=== Begin Enclosure ===
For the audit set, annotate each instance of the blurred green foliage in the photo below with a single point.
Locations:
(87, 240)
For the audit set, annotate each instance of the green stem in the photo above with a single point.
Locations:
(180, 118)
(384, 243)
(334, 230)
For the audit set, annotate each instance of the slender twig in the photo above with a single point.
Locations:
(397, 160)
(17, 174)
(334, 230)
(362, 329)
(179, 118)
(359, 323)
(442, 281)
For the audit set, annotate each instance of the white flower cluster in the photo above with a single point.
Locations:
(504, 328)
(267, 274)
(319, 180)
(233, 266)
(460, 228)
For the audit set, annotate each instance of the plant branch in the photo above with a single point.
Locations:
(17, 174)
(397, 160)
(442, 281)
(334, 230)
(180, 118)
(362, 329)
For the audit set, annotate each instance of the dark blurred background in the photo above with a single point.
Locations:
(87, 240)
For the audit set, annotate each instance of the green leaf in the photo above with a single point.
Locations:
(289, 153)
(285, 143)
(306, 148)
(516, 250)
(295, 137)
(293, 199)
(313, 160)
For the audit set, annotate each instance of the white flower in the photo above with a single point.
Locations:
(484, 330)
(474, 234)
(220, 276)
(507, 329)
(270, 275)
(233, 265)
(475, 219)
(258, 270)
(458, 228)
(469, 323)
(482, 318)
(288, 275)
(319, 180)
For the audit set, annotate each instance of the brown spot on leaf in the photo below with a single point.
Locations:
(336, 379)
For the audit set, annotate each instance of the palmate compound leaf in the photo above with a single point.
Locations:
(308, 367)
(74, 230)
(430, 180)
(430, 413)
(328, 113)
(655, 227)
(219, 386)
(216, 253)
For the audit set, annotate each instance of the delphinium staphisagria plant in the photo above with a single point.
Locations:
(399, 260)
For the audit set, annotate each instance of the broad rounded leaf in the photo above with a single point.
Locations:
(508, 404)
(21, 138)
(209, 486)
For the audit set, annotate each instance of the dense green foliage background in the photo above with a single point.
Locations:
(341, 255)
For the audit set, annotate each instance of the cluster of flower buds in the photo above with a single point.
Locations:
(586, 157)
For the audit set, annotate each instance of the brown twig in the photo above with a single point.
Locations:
=== End Enclosure ===
• _DESCRIPTION OF THE TASK_
With "white" as the string to find, copy every line of the records that holds it.

• _ANSWER TO THIS TASK_
For the audit set, annotate each instance of the white flower cluster in the photo above with a single point.
For the audit set, annotate each instance of the white flower in the photo above with a single point.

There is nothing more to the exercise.